> Opgeslagen gegevensitems:
►
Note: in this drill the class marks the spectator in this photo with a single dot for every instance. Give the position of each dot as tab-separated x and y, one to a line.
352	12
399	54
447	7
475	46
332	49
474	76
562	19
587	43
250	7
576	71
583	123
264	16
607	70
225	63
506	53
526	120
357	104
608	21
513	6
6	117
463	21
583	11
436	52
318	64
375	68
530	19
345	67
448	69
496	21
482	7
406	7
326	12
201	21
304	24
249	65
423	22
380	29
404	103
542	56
◄
> HET VERZOEK:
Schrijf alle regels van het materiaal hierboven letterlijk en zonder enige wijziging over.

> RESULTAAT:
Note: in this drill the class marks the spectator in this photo with a single dot for every instance. Give the position of each dot as tab-separated x and y, one to a line.
352	12
399	54
447	7
475	46
332	49
474	76
562	19
587	43
250	7
576	71
583	123
264	16
607	70
225	63
506	53
526	120
357	104
608	21
513	6
6	117
463	21
583	11
436	52
318	64
375	68
530	19
345	67
448	69
496	21
482	7
406	7
326	12
201	21
304	24
249	65
423	22
380	29
404	103
542	56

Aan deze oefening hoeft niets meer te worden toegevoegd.